EXCERPT |
Question

The orbital velocity $v_o$ of a satellite at height R from the surface in terms of escape velocity $v_e$ from the earth is:

• A. $\frac{v_{e}}{2}$
• B. $\frac{v_{e}}{4}$
• C. $\frac{v_{e}}{\sqrt{2}}$
• D. $v_{e}$
• E. $\sqrt{2}v_{e}$

Hint:

Remember to always measure distance from the center of the earth (Radius + Height) for orbital mechanics.

Answer 1

The Correct Option is A

Step 1: Concept
Escape velocity $v_e = \sqrt{\frac{2GM}{R}}$. Orbital velocity $v_o = \sqrt{\frac{GM}{r}}$.

Step 2: Analysis
At height $R$ from the surface, distance from centre $r = R + R = 2R$. $v_o = \sqrt{\frac{GM}{2R}}$.

Step 3: Calculation
$v_e = \sqrt{\frac{2GM}{R}} \implies \sqrt{\frac{GM}{R}} = \frac{v_e}{\sqrt{2}}$. $v_o = \frac{1}{\sqrt{2}} \sqrt{\frac{GM}{R}} = \frac{1}{\sqrt{2}} \cdot \frac{v_e}{\sqrt{2}} = \frac{v_e}{2}$. Final Answer: (A)

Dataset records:
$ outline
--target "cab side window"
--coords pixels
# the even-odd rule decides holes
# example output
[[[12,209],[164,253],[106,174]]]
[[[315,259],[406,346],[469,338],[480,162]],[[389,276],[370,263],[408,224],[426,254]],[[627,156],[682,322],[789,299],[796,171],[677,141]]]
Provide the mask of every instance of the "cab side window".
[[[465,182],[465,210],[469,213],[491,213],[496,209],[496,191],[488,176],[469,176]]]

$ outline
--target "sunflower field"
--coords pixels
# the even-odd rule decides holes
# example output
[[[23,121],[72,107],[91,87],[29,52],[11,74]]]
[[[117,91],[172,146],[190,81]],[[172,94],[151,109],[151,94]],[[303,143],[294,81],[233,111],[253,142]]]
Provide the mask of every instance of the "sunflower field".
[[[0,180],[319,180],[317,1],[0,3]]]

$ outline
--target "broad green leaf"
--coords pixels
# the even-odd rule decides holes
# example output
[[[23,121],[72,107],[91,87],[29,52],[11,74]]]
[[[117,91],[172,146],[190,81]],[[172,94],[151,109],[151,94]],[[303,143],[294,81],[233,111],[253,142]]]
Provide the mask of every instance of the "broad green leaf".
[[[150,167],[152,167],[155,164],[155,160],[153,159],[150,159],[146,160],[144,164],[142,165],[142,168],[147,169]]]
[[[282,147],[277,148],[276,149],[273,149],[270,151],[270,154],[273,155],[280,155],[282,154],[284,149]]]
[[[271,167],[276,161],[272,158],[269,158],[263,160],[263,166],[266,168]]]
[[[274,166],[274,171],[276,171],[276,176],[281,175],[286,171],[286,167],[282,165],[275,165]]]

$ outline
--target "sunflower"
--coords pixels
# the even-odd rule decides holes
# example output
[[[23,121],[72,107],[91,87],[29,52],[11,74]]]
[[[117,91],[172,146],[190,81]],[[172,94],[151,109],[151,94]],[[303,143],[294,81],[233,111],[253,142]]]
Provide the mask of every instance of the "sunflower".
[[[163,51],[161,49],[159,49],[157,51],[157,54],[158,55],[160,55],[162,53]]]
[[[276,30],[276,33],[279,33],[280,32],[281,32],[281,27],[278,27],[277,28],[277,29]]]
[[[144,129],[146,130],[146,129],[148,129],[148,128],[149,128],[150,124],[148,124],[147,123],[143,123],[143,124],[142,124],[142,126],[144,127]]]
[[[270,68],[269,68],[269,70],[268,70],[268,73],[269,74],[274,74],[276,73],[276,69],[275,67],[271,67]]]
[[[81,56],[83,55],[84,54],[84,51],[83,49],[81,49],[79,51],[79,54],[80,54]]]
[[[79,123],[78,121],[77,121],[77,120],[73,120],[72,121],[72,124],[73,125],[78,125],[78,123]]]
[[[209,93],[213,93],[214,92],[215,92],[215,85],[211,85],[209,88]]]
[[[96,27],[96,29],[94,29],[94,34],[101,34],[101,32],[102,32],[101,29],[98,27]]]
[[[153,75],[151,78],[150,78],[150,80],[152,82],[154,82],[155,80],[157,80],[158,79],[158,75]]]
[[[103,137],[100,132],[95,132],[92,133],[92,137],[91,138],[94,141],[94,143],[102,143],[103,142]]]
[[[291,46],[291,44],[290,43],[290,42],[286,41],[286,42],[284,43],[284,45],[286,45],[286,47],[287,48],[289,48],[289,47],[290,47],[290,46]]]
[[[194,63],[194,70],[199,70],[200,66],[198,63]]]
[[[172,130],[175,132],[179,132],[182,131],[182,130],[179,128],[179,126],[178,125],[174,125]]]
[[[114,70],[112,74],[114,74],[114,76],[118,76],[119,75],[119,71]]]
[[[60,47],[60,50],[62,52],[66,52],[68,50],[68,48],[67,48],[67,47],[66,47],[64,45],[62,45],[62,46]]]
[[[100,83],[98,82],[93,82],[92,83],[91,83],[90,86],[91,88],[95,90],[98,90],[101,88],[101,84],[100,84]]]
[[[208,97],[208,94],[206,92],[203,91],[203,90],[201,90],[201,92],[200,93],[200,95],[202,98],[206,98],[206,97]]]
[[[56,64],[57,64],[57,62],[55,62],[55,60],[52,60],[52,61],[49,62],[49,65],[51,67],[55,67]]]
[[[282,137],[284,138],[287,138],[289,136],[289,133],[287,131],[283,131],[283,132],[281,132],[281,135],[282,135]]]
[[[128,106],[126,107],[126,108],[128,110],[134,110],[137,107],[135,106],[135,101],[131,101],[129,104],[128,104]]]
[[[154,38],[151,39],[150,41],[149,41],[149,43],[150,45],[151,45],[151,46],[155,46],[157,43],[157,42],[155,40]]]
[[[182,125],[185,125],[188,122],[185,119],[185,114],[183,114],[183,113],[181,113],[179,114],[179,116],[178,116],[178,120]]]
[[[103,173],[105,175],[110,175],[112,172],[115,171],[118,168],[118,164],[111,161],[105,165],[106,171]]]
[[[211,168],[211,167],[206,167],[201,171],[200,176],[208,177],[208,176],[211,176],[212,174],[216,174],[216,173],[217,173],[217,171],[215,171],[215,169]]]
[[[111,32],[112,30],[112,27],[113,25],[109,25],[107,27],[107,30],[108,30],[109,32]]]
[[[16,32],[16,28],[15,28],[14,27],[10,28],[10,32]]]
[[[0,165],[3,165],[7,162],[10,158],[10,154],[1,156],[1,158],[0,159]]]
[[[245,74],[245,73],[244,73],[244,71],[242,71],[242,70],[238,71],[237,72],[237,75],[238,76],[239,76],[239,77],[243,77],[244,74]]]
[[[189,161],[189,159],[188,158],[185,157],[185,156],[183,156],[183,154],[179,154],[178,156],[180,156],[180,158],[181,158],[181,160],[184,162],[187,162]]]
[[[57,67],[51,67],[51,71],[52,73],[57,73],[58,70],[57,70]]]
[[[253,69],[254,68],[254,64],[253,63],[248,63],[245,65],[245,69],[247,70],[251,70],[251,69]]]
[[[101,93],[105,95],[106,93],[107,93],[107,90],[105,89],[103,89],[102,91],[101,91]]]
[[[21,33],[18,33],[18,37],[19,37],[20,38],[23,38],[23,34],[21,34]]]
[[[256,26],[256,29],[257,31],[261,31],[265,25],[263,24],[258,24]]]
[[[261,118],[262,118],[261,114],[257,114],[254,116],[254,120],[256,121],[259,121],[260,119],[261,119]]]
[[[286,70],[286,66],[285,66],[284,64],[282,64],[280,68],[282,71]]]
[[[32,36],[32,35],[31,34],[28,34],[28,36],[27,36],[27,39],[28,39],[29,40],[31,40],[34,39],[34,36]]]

DESCRIPTION OF THE TASK | Give the title of each numbered step in the worked answer to the orbital velocity problem above.

THE OUTPUT |
Step 1: Concept
Step 2: Analysis
Step 3: Calculation